Basically, I have the following code:
$variable = curPageURL();
$query = 'SELECT * FROM `tablename` WHERE `columnname` LIKE '$variable' ;
If I echo the $variable, it prints the current page's url( which is a javascript on my page)
Ultimately, what I want, is to be able to make a search for which the search-term is the current page's url, with wildcards before and after. I am not sure if this is possible at all, or if I simply have a syntax error, because I get no errors, simply no result!
I tried :
$query = 'SELECT * FROM `tablename` WHERE `columnname` LIKE '"echo $variable" ' ;
But again, I'm probably missing or using a misplaced ' " ; etc.
Please tell me what I'm doing wrong!
Solution
Ultimately, what I want, is to be able to make a search for which the search-term is the current page's url, with wildcards before and after.
The SQL wildcard character is a percent sign. Therefore:
$variable = curPageURL();
$variable = mysql_real_escape_string($variable);
$query = "SELECT * FROM `tablename` WHERE `columnname` LIKE '%{$variable}%'";
Note: I've added in an extra bit of code. mysql_real_escape_string() will protect you from users deliberately or accidentally putting characters that will break your SQL statement. You're better off using parameterised queries, but that's a more involved topic than this simple fix.
Also note: I've fixed your string quoting, too. You can only use a variable in a string directly if that string is double quoted, and you were missing a quote at the end of $query.
edit 17 Jan 2015: Just got an upvote, so with that in mind, please don't use the mysql_* functions anymore.
-------
» **SET EXERCISE A**
Switch "percent sign" to "percent symbol" in the SQL LIKE thread, then give the passage from "Please tell me" to "this simple fix.".
» **SET EXERCISE B**
Pick up the SQL LIKE thread at the point where it stops and continue it.
The lines after this point come from a separate source.

» **PROVIDED DATA**
-------
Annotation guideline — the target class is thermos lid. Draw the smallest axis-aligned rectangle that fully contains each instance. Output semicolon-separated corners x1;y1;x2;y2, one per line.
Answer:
-------
» **WRITTEN REPLY A**
Please tell me what I'm doing wrong!
Solution
Ultimately, what I want, is to be able to make a search for which the search-term is the current page's url, with wildcards before and after.
The SQL wildcard character is a percent symbol. Therefore:
$variable = curPageURL();
$variable = mysql_real_escape_string($variable);
$query = "SELECT * FROM `tablename` WHERE `columnname` LIKE '%{$variable}%'";
Note: I've added in an extra bit of code. mysql_real_escape_string() will protect you from users deliberately or accidentally putting characters that will break your SQL statement. You're better off using parameterised queries, but that's a more involved topic than this simple fix.

» **WRITTEN REPLY B**
OTHER TIPS
Use:
$query = "SELECT * FROM `tablename` WHERE `columnname` LIKE '{$variable}'" ;
To get an idea of why to prevent SQL injection attacks, like the above would be vulnerable to, I submit "Exploits of a Mom":
Please don't do this, it is vulnerable to SQL injection (this is a list of 138 StackOverflow questions you should read, absorb and understand prior to returning to your application). Use parametrized queries or stored procedures.
Use double quotes if you need to substitute variable values:
## this code is open for SQL injection attacks
$query = "SELECT * FROM `tablename` WHERE `columnname` LIKE '$variable'";
Or concat string manually:
## this code is open for SQL injection attacks
$query = 'SELECT * FROM `tablename` WHERE `columnname` LIKE "' . $variable . '"';
Your code is vulnerable to SQL injection attacks. User-supplied data should never be placed directly into a SQL query string. Instead, it must first be sanitized with a function such as mysql_real_escape_string().
As to why you're not being notified of the syntax error: It's fairly likely that your error reporting settings aren't set up correctly.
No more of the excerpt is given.